- Énoncé a -
Présentez sous forme de liste numérotée les lignes des enregistrements, de celle qui contient « TARGET = ocean water » jusqu'à la fin des enregistrements, bornes incluses. Omettez les lignes vides.

- Extrait à lire -
==*==
Hong Kong, poussées de béton et de végétaux, par Gaëtan Chevrier, photographe

©Gaëtan Chevrier

« J’étais enfermé dehors, il me restait la végétation et à cheminer parmi les arbres, à assimiler leur calme, malgré l’inconfort certain qu’il y aurait à vivre auprès d’eux. Avec le temps et les arbres, un jour, je finirais peut-être par comprendre H., ou par retourner chez moi sans le savoir. » (Anthony Poiraudeau)

Fruit de plusieurs séjours effectués à Hong Kong entre 2013 et 2017, A l’origine, de Gaëtan Chevrier, est un dialogue entre le végétal et le minéral, dans une ville aussi mythique que méconnue.

En grand format, sur papier épais et sous lourde couverture cartonnée posant l’objet sur la table telle une pierre de fondation, cet ouvrage propose une méditation sur le paysage urbain hongkongais.

©Gaëtan Chevrier

Ponctué de six images d’archive montrant la ville encore provinciale à la fin du XIXe siècle, A l’origine est pensé comme une succession de tableaux à contempler minutieusement.

En 1890, la cité s’insère avec respect dans son environnement naturel, alors qu’au XXIème siècle celui-ci tente, tant bien que mal, de se faire une place entre les buildings et les infrastructures routières.

Il y a confrontation, quasi inconsciente, entre la puissance humaine et la force végétale.

On sait bien in fine qui gagnera la bataille – le chair humaine est denrée périssable -, mais, pour lors, il faut loger homo demens et souiller toujours davantage la Terre-Mère.

©Gaëtan Chevrier

Les bateaux à moteur ont remplacé les myriades de jonques, le carbone est l’ambroisie des nouveaux dieux déchus.

En doubles-pages, les photographies de Gaëtan Chevrier imposent leur silence dans le tumulte de la cité intense.

Géométrisation des rapports, édifices à l’orgueil vertical, bouquets verts sur les pentes inconstructibles.

Le photographe ne montre pas l’enfer, il ne s’agit pas ici de dénoncer l’hubris des petits d’hommes, mais de constater, avec une certaine forme de tendresse dans l’effarement, la façon dont, inéluctablement, nous bâtissons nos propres sarcophages, nefs de force fragile lancées à l’assaut du ciel.

©Gaëtan Chevrier

La taille ample des images permet au regard de se perdre dans les détails, d’arrêter le temps frénétique des horloges boursières interconnectées à l’échelle mondiale, et d’imaginer quel point infime nous serions dans le vaste ensemble s’il nous était donné d’y habiter.
==*==
- Données de l'exercice -

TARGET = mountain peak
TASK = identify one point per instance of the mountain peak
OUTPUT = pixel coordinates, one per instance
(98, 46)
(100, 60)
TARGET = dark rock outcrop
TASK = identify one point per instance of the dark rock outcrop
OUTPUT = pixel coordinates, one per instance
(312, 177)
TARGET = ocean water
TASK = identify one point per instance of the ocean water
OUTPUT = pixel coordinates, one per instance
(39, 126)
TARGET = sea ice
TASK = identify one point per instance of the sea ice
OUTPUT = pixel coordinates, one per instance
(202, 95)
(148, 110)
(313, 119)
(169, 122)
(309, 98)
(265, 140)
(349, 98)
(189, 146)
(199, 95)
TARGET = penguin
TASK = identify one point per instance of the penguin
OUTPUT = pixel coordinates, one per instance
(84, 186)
==*==
- Énoncé b -
D'après l'extrait, entre quelles années se sont déroulés les séjours de Gaëtan Chevrier à Hong Kong ?

- Réponse attendue a -
1. TARGET = ocean water
2. TASK = identify one point per instance of the ocean water
3. OUTPUT = pixel coordinates, one per instance
4. (39, 126)
5. TARGET = sea ice
6. TASK = identify one point per instance of the sea ice
7. OUTPUT = pixel coordinates, one per instance
8. (202, 95)
9. (148, 110)
10. (313, 119)
11. (169, 122)
12. (309, 98)
13. (265, 140)
14. (349, 98)
15. (189, 146)
16. (199, 95)
17. TARGET = penguin
18. TASK = identify one point per instance of the penguin
19. OUTPUT = pixel coordinates, one per instance
20. (84, 186)

- Réponse attendue b -
Entre 2013 et 2017.